→ **Page text**:
____________

Official investigations of plane disasters can take years, and verified data usually isn’t available before the official investigation results are released. That was the information vacuum that the Kremlin wanted to fill. But Bellingcat’s research negated the Kremlin’s attempts at obfuscation. Instead, the community’s work anchored the debate about flight MH17 to proven evidence and facts, greatly contributing to the international public’s understanding of the reasons behind the crash.

A Dutch-led Joint Investigation Team was put in charge of the official criminal investigation into the MH17 disaster.11 The team was run by the Dutch public prosecution service and the police, and it cooperated with law enforcement in Australia, Belgium, Malaysia, and Ukraine. In September 2014, a few months after the crash, the Joint Investigation Team contacted Higgins and asked him to present Bellingcat’s findings to them. Higgins met the team members in London and provided them with the information.

____________

→ **Extracted material**:

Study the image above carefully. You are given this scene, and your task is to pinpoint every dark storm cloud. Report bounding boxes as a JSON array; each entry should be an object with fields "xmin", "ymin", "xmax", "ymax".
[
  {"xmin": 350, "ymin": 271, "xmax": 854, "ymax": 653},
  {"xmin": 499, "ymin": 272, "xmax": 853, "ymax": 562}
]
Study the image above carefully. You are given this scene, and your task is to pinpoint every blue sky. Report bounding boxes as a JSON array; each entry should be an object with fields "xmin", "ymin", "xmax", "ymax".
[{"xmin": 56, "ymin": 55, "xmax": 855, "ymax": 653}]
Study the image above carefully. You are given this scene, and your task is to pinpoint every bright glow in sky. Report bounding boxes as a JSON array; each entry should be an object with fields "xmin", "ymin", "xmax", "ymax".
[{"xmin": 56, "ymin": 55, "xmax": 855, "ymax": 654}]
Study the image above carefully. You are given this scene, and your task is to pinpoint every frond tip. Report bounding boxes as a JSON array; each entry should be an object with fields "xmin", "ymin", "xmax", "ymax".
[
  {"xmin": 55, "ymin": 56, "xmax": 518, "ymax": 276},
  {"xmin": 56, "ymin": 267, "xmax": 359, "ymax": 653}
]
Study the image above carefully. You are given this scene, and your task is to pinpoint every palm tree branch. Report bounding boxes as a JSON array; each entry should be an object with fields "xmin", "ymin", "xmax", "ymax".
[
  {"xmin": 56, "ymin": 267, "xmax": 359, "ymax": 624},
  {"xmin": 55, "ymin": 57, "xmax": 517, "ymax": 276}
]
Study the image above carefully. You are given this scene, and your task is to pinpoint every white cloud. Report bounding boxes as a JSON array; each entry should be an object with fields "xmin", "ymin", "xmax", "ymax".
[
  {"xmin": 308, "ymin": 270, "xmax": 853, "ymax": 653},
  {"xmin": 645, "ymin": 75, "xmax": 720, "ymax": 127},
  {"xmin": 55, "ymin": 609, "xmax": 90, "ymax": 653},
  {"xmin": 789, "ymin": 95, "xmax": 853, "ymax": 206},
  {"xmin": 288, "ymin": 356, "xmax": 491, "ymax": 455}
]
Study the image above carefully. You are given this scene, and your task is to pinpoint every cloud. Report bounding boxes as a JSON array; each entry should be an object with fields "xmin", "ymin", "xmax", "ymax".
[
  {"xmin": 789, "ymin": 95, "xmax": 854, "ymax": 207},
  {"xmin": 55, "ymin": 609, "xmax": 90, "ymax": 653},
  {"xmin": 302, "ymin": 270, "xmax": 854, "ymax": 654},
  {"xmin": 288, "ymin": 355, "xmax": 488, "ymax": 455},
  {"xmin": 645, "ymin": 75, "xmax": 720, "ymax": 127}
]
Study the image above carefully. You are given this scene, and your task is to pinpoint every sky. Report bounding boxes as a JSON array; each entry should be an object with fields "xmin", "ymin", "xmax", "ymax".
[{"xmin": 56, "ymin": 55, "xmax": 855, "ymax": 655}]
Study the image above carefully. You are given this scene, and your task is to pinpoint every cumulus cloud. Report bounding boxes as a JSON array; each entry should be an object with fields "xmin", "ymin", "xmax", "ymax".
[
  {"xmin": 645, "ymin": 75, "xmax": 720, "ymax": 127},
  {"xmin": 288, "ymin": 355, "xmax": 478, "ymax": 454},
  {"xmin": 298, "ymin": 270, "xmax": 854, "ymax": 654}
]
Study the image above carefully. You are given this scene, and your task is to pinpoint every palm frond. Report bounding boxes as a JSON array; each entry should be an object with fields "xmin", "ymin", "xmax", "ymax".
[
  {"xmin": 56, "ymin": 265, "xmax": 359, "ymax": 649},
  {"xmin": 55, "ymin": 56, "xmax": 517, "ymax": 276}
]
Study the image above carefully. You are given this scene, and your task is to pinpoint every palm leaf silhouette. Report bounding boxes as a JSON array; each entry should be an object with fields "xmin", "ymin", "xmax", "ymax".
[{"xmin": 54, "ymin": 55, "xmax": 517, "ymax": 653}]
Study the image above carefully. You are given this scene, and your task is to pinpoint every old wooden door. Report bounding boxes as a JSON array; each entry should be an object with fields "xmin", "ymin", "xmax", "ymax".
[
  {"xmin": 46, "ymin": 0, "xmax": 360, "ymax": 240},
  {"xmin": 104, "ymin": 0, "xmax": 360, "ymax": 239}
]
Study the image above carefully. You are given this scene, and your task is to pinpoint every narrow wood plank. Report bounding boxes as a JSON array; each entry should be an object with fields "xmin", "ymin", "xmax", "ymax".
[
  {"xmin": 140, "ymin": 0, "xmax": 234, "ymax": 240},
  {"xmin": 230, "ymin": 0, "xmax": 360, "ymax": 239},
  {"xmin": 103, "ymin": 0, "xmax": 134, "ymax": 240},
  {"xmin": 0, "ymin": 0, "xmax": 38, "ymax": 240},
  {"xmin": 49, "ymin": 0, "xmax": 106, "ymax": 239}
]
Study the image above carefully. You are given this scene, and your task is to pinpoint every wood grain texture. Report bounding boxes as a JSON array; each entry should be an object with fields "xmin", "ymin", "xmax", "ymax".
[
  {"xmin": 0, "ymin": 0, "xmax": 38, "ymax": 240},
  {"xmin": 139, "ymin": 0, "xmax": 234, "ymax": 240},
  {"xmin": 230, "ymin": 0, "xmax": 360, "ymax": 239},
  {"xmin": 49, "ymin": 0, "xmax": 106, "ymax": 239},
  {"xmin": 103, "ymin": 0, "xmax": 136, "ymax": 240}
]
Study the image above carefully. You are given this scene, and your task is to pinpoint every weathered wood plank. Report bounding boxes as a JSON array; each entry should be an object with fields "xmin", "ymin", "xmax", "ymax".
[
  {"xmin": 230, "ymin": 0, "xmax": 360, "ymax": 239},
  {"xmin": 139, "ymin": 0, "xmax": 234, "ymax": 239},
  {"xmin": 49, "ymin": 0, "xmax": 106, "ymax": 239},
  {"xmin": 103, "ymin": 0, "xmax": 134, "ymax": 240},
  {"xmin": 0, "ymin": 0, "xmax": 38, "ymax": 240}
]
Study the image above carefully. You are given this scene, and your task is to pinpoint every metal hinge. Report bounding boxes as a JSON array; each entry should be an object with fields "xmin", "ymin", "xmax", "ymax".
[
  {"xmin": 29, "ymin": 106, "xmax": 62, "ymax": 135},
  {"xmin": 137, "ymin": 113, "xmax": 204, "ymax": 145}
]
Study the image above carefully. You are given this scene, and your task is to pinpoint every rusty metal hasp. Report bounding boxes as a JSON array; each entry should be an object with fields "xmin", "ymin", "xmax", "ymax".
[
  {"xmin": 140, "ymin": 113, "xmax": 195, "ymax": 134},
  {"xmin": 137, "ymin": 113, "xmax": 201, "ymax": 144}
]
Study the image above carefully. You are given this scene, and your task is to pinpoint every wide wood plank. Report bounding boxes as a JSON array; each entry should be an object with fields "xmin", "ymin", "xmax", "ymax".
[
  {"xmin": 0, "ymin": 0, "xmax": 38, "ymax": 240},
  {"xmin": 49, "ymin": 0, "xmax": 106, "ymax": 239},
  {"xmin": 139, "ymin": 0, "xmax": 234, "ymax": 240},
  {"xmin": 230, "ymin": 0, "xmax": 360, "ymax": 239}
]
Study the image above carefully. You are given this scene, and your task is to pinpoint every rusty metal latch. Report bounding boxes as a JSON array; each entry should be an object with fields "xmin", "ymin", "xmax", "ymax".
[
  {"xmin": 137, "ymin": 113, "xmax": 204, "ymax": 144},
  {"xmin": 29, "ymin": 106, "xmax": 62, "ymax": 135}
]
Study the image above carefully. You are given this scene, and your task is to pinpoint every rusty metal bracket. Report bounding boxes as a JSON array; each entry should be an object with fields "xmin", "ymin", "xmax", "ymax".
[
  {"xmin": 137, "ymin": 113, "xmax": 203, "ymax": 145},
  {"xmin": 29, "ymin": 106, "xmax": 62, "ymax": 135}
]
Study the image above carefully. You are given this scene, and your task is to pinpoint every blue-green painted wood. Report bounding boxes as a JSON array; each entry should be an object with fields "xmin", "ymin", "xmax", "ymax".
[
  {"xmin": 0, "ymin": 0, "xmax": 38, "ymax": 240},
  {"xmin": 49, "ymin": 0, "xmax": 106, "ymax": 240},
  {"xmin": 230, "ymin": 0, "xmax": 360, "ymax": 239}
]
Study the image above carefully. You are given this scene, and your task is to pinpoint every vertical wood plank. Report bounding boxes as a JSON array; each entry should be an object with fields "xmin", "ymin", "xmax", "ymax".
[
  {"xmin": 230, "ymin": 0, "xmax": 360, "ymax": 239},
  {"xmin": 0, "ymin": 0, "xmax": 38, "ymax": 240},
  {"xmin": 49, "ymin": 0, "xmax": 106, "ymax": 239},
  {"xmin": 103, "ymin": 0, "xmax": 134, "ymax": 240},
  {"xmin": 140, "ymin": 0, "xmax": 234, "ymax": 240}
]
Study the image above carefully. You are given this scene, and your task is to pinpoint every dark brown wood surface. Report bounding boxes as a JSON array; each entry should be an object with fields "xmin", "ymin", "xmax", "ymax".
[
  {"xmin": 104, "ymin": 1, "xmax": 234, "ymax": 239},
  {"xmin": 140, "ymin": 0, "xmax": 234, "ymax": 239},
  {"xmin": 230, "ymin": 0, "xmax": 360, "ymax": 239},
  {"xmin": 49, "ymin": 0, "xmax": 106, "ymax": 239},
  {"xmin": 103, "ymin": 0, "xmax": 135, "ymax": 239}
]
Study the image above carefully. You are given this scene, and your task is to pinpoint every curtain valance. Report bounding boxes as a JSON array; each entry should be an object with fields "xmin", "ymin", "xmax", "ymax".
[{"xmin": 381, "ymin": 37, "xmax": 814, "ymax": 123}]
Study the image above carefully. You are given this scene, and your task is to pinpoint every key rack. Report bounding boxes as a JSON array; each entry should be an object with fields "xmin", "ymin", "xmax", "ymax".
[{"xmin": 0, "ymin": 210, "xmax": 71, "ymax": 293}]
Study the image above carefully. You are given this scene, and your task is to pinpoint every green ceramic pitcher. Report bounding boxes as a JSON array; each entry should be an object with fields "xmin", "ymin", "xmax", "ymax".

____________

→ **Challenges**:
1) From the passage on the MH17 investigation, reproduce the part that begins at the words "Official investigations of" and stops after the words "behind the crash.".
2) According to the passage on the MH17 investigation, which countries' law enforcement cooperated with the Joint Investigation Team?
3) Continue the passage on the MH17 investigation, picking up after its final sentence.

→ **Final results**:
1)
Official investigations of plane disasters can take years, and verified data usually isn’t available before the official investigation results are released. That was the information vacuum that the Kremlin wanted to fill. But Bellingcat’s research negated the Kremlin’s attempts at obfuscation. Instead, the community’s work anchored the debate about flight MH17 to proven evidence and facts, greatly contributing to the international public’s understanding of the reasons behind the crash.

2) Australia, Belgium, Malaysia, and Ukraine.

3)
At the same time, Bellingcat continued publishing major reports on the topic. It analyzed the disinformation spread by the Russian Ministry of Defense, as well as the variety of conspiracy theories spread about flight MH17.12 Bellingcat’s groundbreaking open-source research was covered by established media organizations around the world, which helped reshape the public image of the crash away from the Kremlin’s narrative.


About a year after Bellingcat was founded, I crossed paths with Eliot Higgins for the first time. In that encounter, I witnessed both his and Bellingcat’s impact on international journalism.

Around 900 journalists had gathered in Lillehammer, Norway, to learn best practices and the latest trends in investigative journalism. In the venue’s main auditorium, Higgins gave a detailed presentation describing Bellingcat’s investigation methods. Investigative journalists are a critical and demanding audience. But when Higgins ended his session, a wall of enthusiastic reporters circled him, filming him, snapping his photo, and recording interviews with him with such passion that Higgins was forced to give his comments with his back against the wall. Higgins’s know-how in the field of open-source investigations, a skill many journalists lack, had earned him superstar status within the international journalistic community.

But the Kremlin’s fake news architects viewed him in a very different way.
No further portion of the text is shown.